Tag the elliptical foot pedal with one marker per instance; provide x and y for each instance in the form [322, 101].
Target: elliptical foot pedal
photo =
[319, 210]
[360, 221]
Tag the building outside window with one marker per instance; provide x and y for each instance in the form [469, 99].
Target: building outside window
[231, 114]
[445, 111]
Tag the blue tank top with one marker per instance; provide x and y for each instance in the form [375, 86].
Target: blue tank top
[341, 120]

________

Task item >> Once the records end, copy them all again exactly.

Response below >>
Tag the elliptical foot pedal with one marker per instance; provide x and y for each instance in the form [322, 101].
Target: elliptical foot pedal
photo =
[319, 210]
[360, 221]
Tag the building outside window with one marker per instance; provide x and y for each instance in the form [469, 99].
Target: building outside window
[231, 114]
[445, 111]
Tag the blue tank top with one marker per instance; provide x and y for each instance in the form [375, 86].
Target: blue tank top
[341, 120]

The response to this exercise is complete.